Set down exactly each line of the entries below, beginning at the one that contains "positive clicks: (711, 249)" and ending at the last, and no others.

※

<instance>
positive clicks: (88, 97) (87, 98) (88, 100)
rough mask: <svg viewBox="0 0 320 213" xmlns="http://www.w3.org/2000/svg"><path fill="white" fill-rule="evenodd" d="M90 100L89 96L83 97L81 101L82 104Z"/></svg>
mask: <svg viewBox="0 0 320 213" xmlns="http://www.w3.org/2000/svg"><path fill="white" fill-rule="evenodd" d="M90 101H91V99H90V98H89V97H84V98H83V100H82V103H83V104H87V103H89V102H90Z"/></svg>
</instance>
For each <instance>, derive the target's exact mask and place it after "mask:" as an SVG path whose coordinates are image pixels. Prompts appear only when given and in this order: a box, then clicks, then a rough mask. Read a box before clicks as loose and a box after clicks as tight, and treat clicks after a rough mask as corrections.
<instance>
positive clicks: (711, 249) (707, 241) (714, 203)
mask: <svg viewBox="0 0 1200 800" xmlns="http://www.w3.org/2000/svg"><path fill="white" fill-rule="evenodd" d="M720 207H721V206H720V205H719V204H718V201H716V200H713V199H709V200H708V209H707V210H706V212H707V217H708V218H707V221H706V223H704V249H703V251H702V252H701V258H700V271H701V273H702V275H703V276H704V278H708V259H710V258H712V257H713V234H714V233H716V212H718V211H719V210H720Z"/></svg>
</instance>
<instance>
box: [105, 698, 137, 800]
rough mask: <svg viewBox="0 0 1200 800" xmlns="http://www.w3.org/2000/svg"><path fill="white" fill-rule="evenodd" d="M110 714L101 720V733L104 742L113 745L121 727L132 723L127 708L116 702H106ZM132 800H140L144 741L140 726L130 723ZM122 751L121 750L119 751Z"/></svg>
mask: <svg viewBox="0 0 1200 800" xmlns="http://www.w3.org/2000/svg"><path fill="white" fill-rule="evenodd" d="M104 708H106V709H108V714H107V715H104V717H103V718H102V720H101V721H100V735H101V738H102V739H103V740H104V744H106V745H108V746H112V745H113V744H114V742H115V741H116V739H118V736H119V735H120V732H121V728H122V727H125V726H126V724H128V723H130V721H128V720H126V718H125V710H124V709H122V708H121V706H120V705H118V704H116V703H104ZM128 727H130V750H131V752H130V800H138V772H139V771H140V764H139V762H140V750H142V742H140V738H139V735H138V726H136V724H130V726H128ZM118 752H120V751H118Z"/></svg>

※

[RESPONSE AREA]
positive clicks: (711, 249) (707, 241) (714, 203)
mask: <svg viewBox="0 0 1200 800" xmlns="http://www.w3.org/2000/svg"><path fill="white" fill-rule="evenodd" d="M720 207H721V206H720V205H719V204H718V201H716V200H713V199H709V200H708V209H707V210H706V212H707V217H708V218H707V221H706V223H704V249H703V251H702V252H701V258H700V271H701V273H702V275H703V276H704V278H708V259H710V258H712V257H713V234H714V233H716V212H718V211H719V210H720Z"/></svg>
</instance>
<instance>
box: [105, 698, 137, 800]
rough mask: <svg viewBox="0 0 1200 800" xmlns="http://www.w3.org/2000/svg"><path fill="white" fill-rule="evenodd" d="M110 714L101 720V733L104 742L113 745L121 727L132 723L127 708L116 702H106ZM132 800H140L144 741L140 726L130 723ZM122 751L121 750L119 751Z"/></svg>
mask: <svg viewBox="0 0 1200 800" xmlns="http://www.w3.org/2000/svg"><path fill="white" fill-rule="evenodd" d="M104 708H106V709H108V714H107V715H104V717H103V718H102V720H101V721H100V735H101V738H102V739H103V740H104V744H106V745H108V746H112V745H113V744H114V742H115V741H116V739H118V736H119V735H120V732H121V728H122V727H125V726H126V724H128V723H130V721H128V720H126V718H125V710H124V709H122V708H121V706H120V705H118V704H116V703H104ZM128 727H130V750H131V752H130V800H138V772H139V771H140V764H139V762H140V750H142V742H140V738H139V735H138V726H136V724H130V726H128ZM118 752H120V751H118Z"/></svg>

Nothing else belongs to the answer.